[Source text]
>> Begin
Again, though sometimes the utility of that which was esteemed just may faile, neverthelesse, if there be sometimes some utility in it, so that it corresponds to the prenotion of just or right, it is truly just for that time: they certainely will esteeme it so who confound not themselves with vaine loquacity, but looke more generally into humane affaires.
Lastly, where no new circumstance of things intervening those very things, which were esteemed just in the actions of men, are found not to correspond with the notion of just, they are not just at all: but where, upon innovation or change of affairs, those things which were formerly decreed to be just, cease to be profitable, they were just, as long as they continued profitable to mutuall Society, but as soon as ever they ceased to be profitable they ceased to be just.
But that we may go higher and deduce the thing from its originall, it appears that Right and Just are as ancient, and Justice hath been kept amongst men as long, as they have had societies amongst themselves.
For, in the beginning, Men wandring up and down like wild beads and suffering many inconveniences, as well from beasts as from the injuries of weather, a certain naturall agreement amongst them (by reason of their likenesse in form and soul or manners) perswaded them to joyn together in severall companies, and to make some provision against those inconveniences, by building hutts or cottages, and furnishing themselves with other shelters, as well against wild beasts as the weather. But in regard every one was desirous to be in a better condition than another, hereupon there arose frequent contestations about food, women, and other conveniences, which they took away from one another; untill at length they perceived, that they could not live secure and commodiously, unlesse they made a covenant not to injure one another, and that in case any one did harme and injure another, the rest should punish him.
This was the first band of Society; which, supposing that every one might have something proper to himself, or which he might call his own, as being his, either by first possession, or by gift, or by purchase, or by acquisition through his own industry, or otherwise; decreed, that it should remain in the possession and disposall of that person. Now this band or covenant was no other than a common law, which all were equally bound to observe, and which did confirme to every one a certain right or faculty of using whatsoever was his own. Whereupon that very law also came to be (as I formerly intimated) the common right as it were of the Society.
I need not mention how the whole Society transferr’d their power of restraining or punishing, upon some few wise and good persons, or else on one, who was reputed the wisest and best amongst them. I shall only observe, that in the Society those were accounted just or favourers of justice, who being content with their own rights invaded not those of other men, but did injury to none; those unjust, or doers of injustice, who being not content with their own rights, did assault the rights of other men; and, harming them by rapine, personall violence, or some other way, became injurious to them.
>> End
[Entries]
>> Begin
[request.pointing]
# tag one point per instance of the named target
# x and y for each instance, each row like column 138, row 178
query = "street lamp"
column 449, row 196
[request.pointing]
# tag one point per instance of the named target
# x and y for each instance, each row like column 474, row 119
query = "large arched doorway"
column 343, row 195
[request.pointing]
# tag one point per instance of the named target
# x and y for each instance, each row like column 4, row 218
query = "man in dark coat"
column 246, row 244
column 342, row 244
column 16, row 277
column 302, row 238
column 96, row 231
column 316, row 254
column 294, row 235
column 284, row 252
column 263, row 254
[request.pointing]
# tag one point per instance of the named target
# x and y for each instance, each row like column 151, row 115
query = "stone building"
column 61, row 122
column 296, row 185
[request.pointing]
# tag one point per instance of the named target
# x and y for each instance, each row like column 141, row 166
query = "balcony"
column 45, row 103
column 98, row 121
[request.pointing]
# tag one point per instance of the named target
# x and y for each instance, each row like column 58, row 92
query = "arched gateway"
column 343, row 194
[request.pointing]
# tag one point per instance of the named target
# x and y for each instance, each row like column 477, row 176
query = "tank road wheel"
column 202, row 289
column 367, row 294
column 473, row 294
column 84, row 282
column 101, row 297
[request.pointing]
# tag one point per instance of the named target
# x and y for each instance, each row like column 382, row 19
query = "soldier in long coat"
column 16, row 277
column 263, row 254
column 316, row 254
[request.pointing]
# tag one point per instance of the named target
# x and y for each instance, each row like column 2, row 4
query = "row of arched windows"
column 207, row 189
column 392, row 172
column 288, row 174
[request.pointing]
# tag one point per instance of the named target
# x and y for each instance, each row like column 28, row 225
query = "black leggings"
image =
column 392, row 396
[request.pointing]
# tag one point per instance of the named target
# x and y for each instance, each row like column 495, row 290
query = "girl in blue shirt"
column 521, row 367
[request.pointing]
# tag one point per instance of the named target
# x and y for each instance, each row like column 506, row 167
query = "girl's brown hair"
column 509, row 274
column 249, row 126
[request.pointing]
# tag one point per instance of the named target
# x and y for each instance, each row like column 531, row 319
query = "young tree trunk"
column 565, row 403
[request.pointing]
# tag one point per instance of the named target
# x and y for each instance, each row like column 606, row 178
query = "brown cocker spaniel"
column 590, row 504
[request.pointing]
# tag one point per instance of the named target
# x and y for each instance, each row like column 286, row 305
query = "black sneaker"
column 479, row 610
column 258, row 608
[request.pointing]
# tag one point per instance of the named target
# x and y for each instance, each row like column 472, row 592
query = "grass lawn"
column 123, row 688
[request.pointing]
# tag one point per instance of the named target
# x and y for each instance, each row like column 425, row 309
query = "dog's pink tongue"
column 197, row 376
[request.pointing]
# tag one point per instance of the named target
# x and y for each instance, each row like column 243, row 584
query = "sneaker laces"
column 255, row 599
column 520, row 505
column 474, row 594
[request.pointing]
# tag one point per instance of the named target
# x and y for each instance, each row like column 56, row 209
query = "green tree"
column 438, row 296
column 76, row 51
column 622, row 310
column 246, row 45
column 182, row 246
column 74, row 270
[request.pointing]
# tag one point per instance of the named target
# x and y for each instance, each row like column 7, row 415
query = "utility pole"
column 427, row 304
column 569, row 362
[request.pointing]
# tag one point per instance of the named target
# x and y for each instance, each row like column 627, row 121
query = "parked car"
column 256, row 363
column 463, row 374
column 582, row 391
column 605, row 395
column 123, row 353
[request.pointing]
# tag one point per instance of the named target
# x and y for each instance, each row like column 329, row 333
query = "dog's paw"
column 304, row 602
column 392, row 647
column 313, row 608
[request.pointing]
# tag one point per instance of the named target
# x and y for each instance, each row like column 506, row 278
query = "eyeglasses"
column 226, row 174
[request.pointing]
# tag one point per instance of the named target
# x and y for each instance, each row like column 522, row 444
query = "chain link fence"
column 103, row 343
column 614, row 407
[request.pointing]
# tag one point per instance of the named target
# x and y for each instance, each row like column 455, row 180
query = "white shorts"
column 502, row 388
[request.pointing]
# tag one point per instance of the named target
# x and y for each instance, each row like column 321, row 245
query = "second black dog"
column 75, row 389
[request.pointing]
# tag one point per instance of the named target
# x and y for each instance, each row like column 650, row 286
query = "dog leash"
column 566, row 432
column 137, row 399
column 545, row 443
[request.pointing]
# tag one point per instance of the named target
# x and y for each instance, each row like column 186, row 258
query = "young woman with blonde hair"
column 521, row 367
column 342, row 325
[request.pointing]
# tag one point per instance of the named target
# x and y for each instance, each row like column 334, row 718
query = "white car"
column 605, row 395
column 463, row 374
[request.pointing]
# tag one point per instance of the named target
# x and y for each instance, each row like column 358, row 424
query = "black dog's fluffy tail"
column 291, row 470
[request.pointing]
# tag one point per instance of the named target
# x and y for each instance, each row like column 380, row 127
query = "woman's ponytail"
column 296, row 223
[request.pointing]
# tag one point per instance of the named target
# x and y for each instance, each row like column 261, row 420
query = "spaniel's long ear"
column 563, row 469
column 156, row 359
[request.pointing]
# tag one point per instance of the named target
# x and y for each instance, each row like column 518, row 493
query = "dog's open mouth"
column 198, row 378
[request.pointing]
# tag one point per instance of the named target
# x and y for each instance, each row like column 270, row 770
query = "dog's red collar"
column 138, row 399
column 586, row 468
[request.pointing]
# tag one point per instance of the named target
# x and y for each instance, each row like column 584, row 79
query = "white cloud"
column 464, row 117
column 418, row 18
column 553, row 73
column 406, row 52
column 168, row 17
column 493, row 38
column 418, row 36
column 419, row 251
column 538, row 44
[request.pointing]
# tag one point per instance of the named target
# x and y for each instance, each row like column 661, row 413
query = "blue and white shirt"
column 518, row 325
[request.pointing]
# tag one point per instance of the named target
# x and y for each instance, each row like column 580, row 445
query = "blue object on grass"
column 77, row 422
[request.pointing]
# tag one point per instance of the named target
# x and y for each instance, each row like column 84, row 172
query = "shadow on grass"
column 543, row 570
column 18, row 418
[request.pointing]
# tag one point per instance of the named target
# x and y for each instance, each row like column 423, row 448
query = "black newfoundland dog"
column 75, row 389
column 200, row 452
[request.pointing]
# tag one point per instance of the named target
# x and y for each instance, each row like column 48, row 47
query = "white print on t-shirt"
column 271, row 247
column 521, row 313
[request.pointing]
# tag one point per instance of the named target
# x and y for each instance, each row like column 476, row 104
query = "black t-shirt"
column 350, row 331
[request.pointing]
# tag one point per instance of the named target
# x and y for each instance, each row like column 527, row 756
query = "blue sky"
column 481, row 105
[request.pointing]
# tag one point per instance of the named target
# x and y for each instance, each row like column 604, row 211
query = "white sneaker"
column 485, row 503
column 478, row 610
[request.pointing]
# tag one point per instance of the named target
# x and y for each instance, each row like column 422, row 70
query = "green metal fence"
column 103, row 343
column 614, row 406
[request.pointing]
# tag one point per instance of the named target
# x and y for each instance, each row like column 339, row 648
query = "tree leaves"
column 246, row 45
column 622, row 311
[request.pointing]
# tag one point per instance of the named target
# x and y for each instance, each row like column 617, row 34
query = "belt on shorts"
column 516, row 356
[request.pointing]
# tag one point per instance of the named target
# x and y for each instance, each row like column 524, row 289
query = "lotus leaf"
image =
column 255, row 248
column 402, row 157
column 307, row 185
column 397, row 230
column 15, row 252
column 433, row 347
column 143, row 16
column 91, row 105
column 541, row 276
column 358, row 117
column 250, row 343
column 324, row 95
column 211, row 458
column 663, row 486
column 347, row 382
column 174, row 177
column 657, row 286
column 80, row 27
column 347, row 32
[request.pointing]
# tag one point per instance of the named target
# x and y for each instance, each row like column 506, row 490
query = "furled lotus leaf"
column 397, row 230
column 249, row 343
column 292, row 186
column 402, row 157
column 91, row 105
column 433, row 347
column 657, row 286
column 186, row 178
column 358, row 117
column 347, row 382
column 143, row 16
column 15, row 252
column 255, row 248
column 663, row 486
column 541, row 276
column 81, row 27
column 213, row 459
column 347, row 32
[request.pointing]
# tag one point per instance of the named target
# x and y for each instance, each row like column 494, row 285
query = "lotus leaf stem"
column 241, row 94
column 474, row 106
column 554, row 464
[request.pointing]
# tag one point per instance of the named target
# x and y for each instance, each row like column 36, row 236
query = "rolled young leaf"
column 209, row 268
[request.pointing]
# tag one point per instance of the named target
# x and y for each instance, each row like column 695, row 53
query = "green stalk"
>> End
[Exercise prompt] Pick up the passage on justice and the origin of society, which appears above the entries, and continue it from its final sentence.

[Right answer]
Thus men lived a while peaceably and happily, especially being under one or more Kings or Princes, the wisest and best, who being wholly intent upon the conservation and utility of the publick, made, and with consent of the people, established divers Lawes, to prevent dissentions from rising, or, if any did arise, to compose them. But, such is the corruption of mens manners, in processe of time the government fell into the hands of Princes or Kings that were not good; and those being either deposed or slain it reverted to the people, whereupon tumults were raised by the factions of such as aspired to the supream power, untill at length, the people languishing under emnities and dissentions, and weary of living by force and hostility, became willing to submit again to the government of Magistrates or Princes. But because the wills of Princes
had formerly pass’d for absolute lawes, they made a covenant with their governours, about those Laws, according to which they desired to be governed; and thus brought themselves again under Laws, that is, under strict Rights.
But not to descend to later times, but to touch only upon that chief head, which concerns the preservation of life, for whose security (as being the most precious of all things) care was taken from the beginning, that it might be established by common covenants or Laws;  It appears that those most wise and good founders of Laws, having regard to the society of life, and to those things, which men usually do each to other, declared it a wicked act to kill a man, and decreed that the Murtherer should be punish’d with more than common ignominy, and losse of life. And to this they seem to have been induced, partly by considering the conciliation of men among themselves (of which I treated even now) in respect whereof men ought not to be as forward to destroy an animall of their own kind, as one of different kind, which it is lawfull to kill; partly, and indeed chiefly, by considering, that men ought to abborre, what is no way advantageous to life, but tends only to evill.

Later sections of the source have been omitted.